* SOURCE MATERIAL *
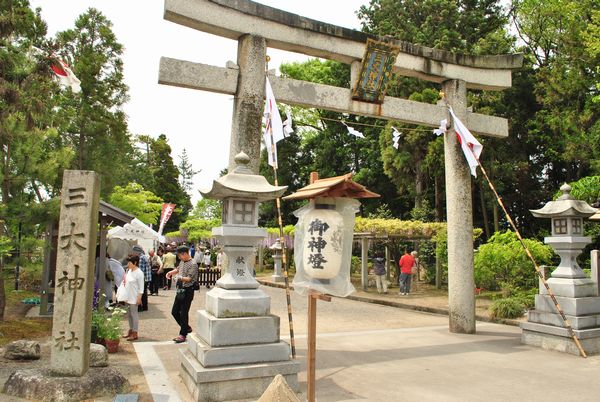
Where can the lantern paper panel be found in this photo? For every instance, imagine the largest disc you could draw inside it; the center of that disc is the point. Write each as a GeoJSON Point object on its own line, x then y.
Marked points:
{"type": "Point", "coordinates": [323, 246]}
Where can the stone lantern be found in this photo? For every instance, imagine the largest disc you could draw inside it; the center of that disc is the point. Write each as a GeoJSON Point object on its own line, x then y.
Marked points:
{"type": "Point", "coordinates": [566, 215]}
{"type": "Point", "coordinates": [575, 292]}
{"type": "Point", "coordinates": [276, 248]}
{"type": "Point", "coordinates": [235, 350]}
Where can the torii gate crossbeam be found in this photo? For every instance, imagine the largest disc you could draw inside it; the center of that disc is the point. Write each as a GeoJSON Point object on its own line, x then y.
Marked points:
{"type": "Point", "coordinates": [256, 26]}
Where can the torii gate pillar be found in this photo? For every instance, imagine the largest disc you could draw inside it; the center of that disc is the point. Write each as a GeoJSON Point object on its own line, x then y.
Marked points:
{"type": "Point", "coordinates": [461, 296]}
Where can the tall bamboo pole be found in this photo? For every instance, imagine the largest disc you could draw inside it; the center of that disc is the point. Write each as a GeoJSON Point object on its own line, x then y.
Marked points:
{"type": "Point", "coordinates": [538, 270]}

* YOUR TASK *
Return the listing above in full and exactly, omitting all pictures.

* RESULT OF THE EXERCISE *
Where can the lantern paper panel be found in this photo? For every instance, imagine the largest disc you could draw inside it; the center of that disc is the point. Write each as a GeoJSON Point object on its own line, x then y.
Marked points:
{"type": "Point", "coordinates": [323, 246]}
Where can the stone lantern be found in this photo? For every instance, imagine the largest disc you could draw inside it; the center of that disc is the point. Write each as a GeoJSON Point object on its own line, x then y.
Marked points:
{"type": "Point", "coordinates": [566, 215]}
{"type": "Point", "coordinates": [575, 292]}
{"type": "Point", "coordinates": [276, 248]}
{"type": "Point", "coordinates": [235, 350]}
Where can the torii gate crossbeam be found in this photo? For every instance, imagine the largest disc you could draw inside it; the center of that disc is the point. Write each as a GeoJSON Point object on its own line, x then y.
Marked points:
{"type": "Point", "coordinates": [256, 26]}
Where can the torii gate pillar be found in this photo? For every instance, imagine the largest disc you could draw inside it; the center of that disc is the point. Write each as a GeoJSON Point object on its own line, x then y.
Marked points:
{"type": "Point", "coordinates": [461, 296]}
Where can the tall bamboo pole be found in this photo? For every instance, imagine the largest disc you could draw inside it; the center of that disc is the point. Write each as a GeoJSON Point object on its own line, x then y.
Marked points:
{"type": "Point", "coordinates": [538, 270]}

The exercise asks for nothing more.